### DATA FOR ANALYSIS ###

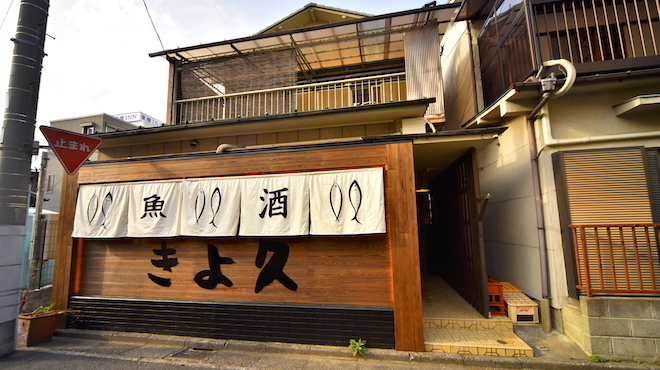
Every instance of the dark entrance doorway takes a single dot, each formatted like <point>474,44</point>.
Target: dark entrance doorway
<point>455,247</point>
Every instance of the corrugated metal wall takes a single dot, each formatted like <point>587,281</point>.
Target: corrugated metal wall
<point>423,65</point>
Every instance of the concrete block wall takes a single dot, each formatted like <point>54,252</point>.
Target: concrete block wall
<point>615,327</point>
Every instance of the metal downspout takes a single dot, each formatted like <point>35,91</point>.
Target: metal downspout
<point>548,93</point>
<point>546,321</point>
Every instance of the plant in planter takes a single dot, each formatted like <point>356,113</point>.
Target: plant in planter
<point>38,326</point>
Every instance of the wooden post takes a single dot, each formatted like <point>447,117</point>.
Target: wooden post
<point>404,244</point>
<point>64,243</point>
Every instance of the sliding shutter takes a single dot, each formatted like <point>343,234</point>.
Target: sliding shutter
<point>607,187</point>
<point>611,213</point>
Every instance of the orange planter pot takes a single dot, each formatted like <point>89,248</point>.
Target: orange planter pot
<point>36,329</point>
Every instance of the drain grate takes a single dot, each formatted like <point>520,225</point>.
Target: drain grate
<point>194,353</point>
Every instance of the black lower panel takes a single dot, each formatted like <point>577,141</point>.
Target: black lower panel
<point>241,321</point>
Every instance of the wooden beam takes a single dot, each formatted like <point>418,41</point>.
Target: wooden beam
<point>404,244</point>
<point>64,242</point>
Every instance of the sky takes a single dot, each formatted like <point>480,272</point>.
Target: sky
<point>97,50</point>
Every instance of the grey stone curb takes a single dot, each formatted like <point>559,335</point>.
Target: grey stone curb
<point>373,354</point>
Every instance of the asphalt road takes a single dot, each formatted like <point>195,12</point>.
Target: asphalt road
<point>54,360</point>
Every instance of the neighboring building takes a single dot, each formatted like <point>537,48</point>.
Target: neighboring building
<point>139,119</point>
<point>597,261</point>
<point>88,125</point>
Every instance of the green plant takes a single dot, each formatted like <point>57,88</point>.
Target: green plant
<point>44,309</point>
<point>359,347</point>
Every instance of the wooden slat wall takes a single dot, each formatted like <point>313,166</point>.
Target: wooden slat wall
<point>402,233</point>
<point>401,241</point>
<point>609,187</point>
<point>225,165</point>
<point>349,271</point>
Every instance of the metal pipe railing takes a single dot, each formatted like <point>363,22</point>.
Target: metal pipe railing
<point>300,98</point>
<point>585,31</point>
<point>617,259</point>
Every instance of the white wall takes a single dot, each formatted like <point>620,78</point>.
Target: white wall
<point>512,251</point>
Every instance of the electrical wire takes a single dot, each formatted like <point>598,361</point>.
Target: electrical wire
<point>152,24</point>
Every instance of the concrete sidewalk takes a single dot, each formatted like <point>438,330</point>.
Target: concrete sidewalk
<point>553,351</point>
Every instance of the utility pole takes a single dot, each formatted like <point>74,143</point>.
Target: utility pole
<point>16,138</point>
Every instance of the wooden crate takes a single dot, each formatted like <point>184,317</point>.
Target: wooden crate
<point>521,309</point>
<point>510,288</point>
<point>496,298</point>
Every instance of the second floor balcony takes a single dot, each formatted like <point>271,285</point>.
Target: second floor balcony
<point>301,98</point>
<point>368,60</point>
<point>597,36</point>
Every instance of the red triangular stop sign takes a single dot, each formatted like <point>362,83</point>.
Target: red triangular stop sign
<point>71,149</point>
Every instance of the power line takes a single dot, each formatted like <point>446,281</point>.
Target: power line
<point>152,24</point>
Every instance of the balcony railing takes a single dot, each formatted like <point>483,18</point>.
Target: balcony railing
<point>617,259</point>
<point>302,98</point>
<point>585,31</point>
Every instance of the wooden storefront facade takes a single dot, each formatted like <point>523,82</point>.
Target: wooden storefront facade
<point>346,286</point>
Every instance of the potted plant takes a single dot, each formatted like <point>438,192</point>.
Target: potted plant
<point>38,326</point>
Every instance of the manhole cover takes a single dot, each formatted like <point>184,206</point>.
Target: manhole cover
<point>194,353</point>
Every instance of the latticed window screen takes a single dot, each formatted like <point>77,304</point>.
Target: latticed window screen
<point>612,223</point>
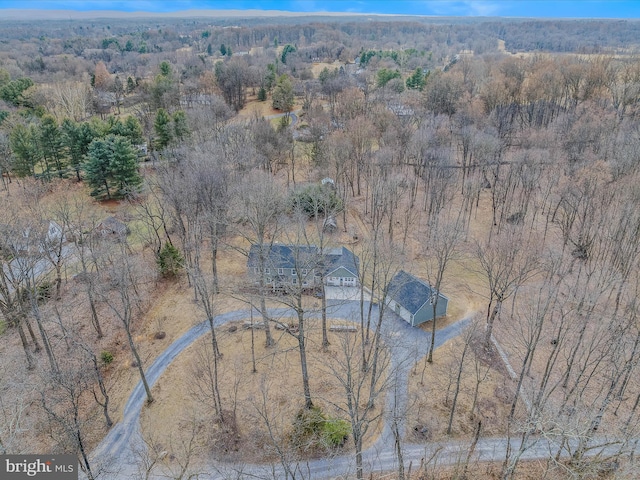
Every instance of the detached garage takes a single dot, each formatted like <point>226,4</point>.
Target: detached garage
<point>412,299</point>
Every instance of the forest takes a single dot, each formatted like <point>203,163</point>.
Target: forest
<point>151,166</point>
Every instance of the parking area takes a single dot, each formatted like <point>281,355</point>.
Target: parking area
<point>346,293</point>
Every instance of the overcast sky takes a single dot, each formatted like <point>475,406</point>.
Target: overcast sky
<point>505,8</point>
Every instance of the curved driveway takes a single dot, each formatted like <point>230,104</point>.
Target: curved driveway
<point>117,455</point>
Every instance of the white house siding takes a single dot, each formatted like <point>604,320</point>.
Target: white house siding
<point>341,277</point>
<point>401,311</point>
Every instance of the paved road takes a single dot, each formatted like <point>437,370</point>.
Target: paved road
<point>115,456</point>
<point>116,452</point>
<point>118,460</point>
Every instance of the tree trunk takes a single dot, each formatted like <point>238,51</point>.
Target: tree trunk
<point>303,358</point>
<point>139,365</point>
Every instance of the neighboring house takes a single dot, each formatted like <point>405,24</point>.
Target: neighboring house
<point>341,267</point>
<point>412,299</point>
<point>306,264</point>
<point>112,227</point>
<point>34,239</point>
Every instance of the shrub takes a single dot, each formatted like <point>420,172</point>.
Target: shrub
<point>335,432</point>
<point>312,429</point>
<point>170,261</point>
<point>106,357</point>
<point>316,200</point>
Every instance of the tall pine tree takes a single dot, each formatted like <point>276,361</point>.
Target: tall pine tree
<point>162,127</point>
<point>112,167</point>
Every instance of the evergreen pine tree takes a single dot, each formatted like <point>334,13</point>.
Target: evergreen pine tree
<point>180,125</point>
<point>51,146</point>
<point>162,127</point>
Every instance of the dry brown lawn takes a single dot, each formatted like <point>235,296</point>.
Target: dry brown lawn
<point>273,394</point>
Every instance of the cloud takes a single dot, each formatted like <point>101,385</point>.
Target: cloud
<point>461,7</point>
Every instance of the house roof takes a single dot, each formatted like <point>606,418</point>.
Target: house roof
<point>409,291</point>
<point>285,256</point>
<point>304,256</point>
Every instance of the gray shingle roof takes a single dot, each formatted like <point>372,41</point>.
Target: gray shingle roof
<point>341,257</point>
<point>409,291</point>
<point>284,256</point>
<point>304,256</point>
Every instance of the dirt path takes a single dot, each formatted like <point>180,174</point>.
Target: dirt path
<point>119,452</point>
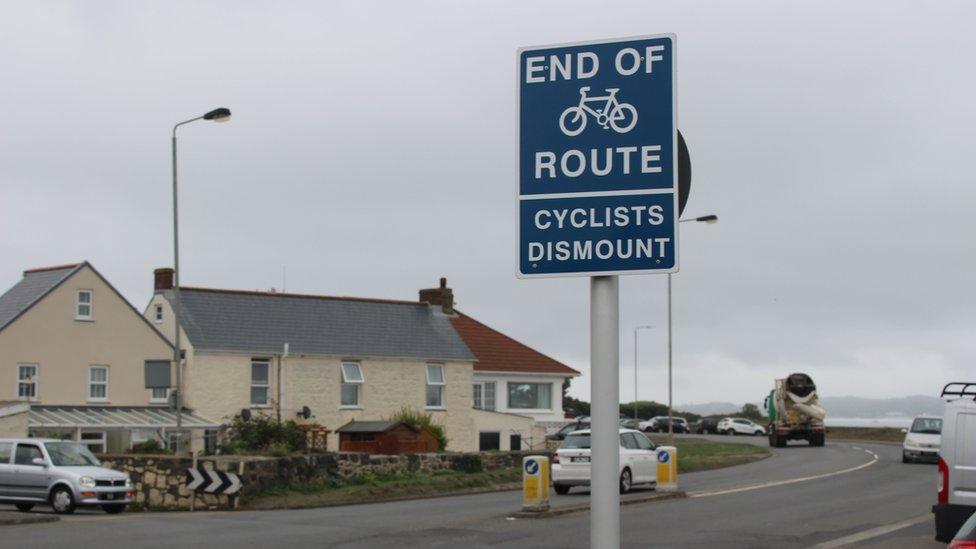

###

INSTRUCTIONS TO FOLLOW => Of the lines above, extract only those from the line with "Target: paved road" to the line with "Every instance of the neighboring house", both included, exactly as written.

TASK OUTPUT =>
Target: paved road
<point>115,456</point>
<point>116,452</point>
<point>118,460</point>
Every instance of the tree trunk takes a single dot, each formatted like <point>238,51</point>.
Target: tree trunk
<point>303,358</point>
<point>139,365</point>
Every instance of the neighboring house takes a single dot, each formatted like <point>405,24</point>.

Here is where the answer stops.